In the material below, from the line containing "In the picture above, where can the stirrup" through the end, change "stirrup" to "foot loop" and write out those lines again with nothing else altered.

(Excerpts of pointing data)
━━━━━━━━━━━━━━━━━━━━

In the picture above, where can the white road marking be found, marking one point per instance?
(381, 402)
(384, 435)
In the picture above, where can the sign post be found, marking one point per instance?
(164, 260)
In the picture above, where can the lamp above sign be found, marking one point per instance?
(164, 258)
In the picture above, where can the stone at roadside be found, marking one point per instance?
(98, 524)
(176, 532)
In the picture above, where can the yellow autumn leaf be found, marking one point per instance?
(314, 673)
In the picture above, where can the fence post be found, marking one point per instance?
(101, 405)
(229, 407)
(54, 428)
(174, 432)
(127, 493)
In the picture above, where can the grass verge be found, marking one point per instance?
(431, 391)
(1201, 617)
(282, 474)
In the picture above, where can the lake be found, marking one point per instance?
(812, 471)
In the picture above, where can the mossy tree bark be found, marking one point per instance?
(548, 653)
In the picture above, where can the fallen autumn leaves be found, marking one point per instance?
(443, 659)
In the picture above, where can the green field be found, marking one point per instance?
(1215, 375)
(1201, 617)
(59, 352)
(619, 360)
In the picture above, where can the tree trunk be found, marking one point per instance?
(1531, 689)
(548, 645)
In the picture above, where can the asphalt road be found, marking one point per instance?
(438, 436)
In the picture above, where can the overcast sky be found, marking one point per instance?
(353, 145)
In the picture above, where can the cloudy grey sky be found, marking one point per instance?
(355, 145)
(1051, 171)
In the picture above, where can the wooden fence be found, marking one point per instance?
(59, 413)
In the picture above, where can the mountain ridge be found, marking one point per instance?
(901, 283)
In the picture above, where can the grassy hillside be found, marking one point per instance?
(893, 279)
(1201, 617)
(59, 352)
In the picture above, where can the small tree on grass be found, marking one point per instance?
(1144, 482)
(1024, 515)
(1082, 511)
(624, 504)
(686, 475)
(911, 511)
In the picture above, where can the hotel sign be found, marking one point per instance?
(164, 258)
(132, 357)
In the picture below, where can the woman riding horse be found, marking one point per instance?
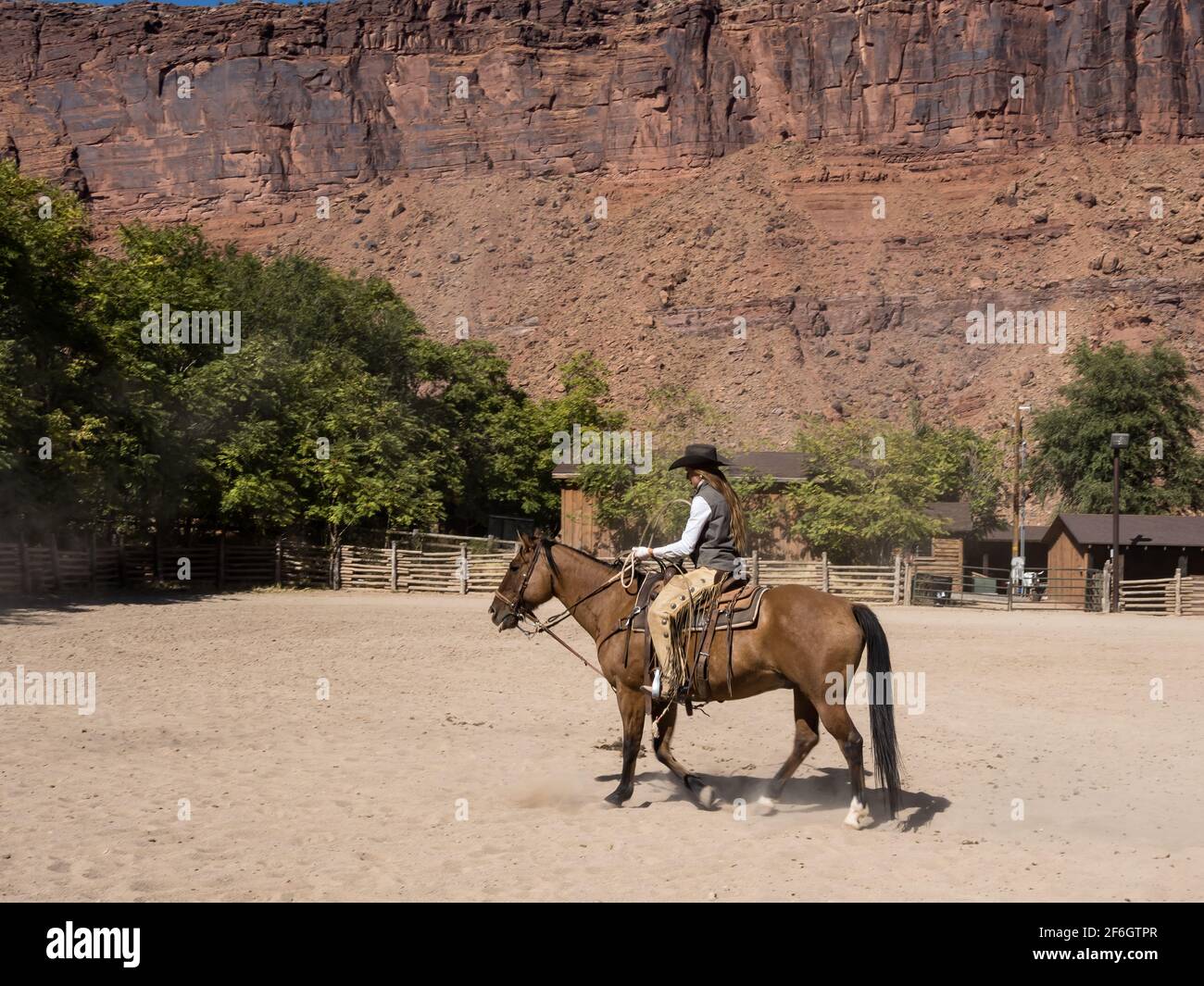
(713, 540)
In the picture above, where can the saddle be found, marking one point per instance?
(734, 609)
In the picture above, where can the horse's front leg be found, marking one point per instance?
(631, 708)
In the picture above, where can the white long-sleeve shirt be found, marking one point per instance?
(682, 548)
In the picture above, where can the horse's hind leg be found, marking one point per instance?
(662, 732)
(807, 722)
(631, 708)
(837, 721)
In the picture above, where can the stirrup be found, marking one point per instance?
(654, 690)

━━━━━━━━━━━━━━━━━━━━

Exercise result:
In the picture above, where can the foot loop be found, marking one point per instance?
(654, 690)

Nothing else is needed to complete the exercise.